=== INPUT DATA ===

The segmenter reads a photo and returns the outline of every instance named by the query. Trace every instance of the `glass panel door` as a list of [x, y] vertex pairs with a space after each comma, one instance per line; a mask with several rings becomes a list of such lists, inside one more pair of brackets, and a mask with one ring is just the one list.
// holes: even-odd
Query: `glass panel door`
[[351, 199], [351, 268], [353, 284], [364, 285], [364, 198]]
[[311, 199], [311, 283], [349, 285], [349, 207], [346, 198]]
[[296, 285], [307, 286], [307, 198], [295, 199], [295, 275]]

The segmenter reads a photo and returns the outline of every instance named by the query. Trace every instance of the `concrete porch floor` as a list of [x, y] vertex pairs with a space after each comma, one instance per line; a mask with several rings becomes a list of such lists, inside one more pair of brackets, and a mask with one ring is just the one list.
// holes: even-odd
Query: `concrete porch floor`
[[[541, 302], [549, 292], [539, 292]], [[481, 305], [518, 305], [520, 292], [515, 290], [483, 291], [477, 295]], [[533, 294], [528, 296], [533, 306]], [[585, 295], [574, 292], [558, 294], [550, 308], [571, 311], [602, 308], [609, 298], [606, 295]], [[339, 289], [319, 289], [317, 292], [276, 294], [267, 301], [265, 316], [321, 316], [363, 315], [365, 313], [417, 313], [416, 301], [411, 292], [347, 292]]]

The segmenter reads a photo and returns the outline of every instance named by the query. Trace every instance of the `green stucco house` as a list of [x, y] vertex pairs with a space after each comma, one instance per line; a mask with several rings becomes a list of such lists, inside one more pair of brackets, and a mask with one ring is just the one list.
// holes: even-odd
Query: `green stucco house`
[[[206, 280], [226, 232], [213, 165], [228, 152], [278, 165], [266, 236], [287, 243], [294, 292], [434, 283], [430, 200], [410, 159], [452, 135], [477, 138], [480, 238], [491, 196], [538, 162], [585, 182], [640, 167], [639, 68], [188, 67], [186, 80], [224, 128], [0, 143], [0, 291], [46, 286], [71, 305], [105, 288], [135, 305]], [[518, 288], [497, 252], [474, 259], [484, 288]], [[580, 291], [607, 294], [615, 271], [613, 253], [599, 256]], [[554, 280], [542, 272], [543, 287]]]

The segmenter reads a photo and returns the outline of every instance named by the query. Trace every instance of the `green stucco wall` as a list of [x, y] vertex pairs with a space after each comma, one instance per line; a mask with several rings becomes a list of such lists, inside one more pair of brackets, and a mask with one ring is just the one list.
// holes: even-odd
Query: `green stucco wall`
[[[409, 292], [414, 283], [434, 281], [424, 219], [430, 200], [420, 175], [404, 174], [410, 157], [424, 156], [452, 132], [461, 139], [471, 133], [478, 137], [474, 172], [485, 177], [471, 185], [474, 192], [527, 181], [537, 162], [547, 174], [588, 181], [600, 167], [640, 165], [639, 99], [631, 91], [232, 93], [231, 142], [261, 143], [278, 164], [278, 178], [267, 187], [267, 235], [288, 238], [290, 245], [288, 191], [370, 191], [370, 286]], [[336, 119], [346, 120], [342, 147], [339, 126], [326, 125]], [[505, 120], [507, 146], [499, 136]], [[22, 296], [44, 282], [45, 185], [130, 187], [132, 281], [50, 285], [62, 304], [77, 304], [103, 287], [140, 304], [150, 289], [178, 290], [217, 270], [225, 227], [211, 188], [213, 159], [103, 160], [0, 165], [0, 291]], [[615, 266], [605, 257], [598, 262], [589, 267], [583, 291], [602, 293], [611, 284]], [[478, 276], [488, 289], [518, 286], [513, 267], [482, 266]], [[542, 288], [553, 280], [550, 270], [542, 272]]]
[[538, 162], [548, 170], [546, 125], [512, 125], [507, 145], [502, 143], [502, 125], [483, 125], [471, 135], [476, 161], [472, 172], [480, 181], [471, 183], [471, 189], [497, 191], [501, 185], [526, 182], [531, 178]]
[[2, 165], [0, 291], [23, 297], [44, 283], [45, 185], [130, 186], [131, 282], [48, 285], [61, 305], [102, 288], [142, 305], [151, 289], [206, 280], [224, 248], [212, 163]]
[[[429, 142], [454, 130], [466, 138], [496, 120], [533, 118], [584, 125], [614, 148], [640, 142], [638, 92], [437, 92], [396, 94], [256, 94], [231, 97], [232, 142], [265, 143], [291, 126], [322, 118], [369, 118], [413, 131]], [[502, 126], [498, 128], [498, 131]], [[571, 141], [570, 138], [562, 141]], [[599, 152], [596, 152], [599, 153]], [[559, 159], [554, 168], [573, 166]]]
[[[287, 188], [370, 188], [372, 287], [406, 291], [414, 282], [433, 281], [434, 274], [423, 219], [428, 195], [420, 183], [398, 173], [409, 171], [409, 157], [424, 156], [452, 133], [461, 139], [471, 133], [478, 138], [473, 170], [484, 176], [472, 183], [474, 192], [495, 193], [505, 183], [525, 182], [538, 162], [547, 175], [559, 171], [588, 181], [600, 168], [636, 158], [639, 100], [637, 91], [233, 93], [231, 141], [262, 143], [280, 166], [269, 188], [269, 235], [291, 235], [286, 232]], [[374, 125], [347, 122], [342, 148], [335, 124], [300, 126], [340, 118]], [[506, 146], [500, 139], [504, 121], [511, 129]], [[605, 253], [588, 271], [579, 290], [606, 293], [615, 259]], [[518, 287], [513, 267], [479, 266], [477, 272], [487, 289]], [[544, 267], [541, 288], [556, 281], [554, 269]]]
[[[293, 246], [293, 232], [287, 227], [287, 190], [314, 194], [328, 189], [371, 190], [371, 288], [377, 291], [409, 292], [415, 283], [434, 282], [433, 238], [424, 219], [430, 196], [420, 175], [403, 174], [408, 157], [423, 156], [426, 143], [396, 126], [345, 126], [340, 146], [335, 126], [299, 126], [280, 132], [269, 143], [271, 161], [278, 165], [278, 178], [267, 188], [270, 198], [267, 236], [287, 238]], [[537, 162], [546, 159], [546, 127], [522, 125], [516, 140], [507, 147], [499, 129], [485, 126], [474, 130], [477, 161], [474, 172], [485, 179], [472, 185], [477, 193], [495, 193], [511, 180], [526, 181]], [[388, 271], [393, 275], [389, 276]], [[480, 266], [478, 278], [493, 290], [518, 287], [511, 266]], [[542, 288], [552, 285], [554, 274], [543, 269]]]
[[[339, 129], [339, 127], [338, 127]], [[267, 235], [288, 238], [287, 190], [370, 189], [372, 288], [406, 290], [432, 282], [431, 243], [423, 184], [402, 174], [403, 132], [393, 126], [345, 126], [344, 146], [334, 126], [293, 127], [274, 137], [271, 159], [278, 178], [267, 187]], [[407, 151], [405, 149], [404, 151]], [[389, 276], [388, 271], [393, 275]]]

===

EXERCISE BRIEF: When a line of the records has the word "comma", pick it out and copy it.

SOLUTION TO THE EXERCISE:
The segmenter reads a photo and returns the outline of every instance named by the query. Trace every instance of the `glass panel door` as a list of [x, y] vertex pairs with a space after each comma, one instance per line; a mask with several rings becomes a list of such lists, inside one more pair of brackets, and a mask with one ring is just the one list.
The segmenter reads a photo and returns the outline of every instance named by the query. Trace every instance of the `concrete porch floor` as a list of [x, y] vertex pairs with a space after each comma, one instance per line; a mask with several rings becomes a list of such lists, inside one more pair of brackets, and a mask with one ring is just the one list.
The segmenter reads a photo and returns the outline of every instance named by the query. Trace every instance of the `green stucco house` as a list of [x, y] vertex pairs with a space after each comma, one instance per line; a mask with several rings becomes a list of such lists, inside one more pair of brackets, and a mask with one ring is just the one list.
The segmenter reads a photo and returns the outline of every instance named by the query. Trace every instance of the `green stucco wall` as a list of [x, y] vertex pairs with a space after each comma, one instance per line; a mask with several rings becomes a list of such lists, inside one more pair of brackets, and a mask with one ring is just the one list.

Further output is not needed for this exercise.